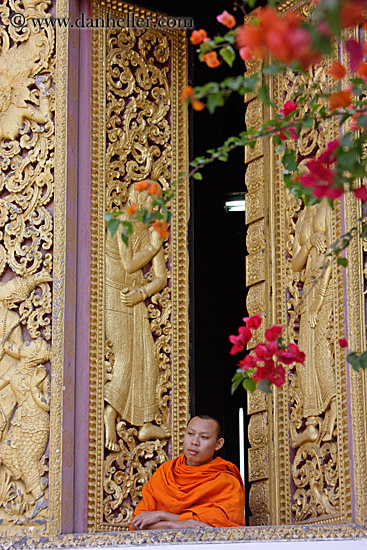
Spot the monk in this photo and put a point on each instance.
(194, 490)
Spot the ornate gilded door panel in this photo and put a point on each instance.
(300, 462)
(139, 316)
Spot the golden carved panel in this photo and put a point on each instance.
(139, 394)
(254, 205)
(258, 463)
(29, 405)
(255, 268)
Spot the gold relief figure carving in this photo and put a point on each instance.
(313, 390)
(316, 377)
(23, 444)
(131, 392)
* * *
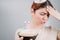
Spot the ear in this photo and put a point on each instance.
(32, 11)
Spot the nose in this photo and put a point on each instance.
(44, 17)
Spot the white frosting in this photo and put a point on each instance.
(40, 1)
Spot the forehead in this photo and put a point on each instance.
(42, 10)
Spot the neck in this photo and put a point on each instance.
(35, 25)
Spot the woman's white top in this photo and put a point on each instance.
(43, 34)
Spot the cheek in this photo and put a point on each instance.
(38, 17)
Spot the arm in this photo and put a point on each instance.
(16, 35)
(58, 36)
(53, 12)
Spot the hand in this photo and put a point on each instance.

Objetivo:
Reproduza apenas o trecho dos dados que começa na linha que contém "Spot the cheek" e termina na linha que contém "Spot the hand", ambas incluídas, mantendo todas as linhas. Desloque as coordenadas das respostas somando 113 a cada número.

Resultado da tarefa:
Spot the cheek in this photo and put a point on each instance.
(151, 130)
Spot the arm in this photo and put a point on each instance.
(129, 148)
(171, 149)
(166, 125)
Spot the hand in this photo and put a point on each instance.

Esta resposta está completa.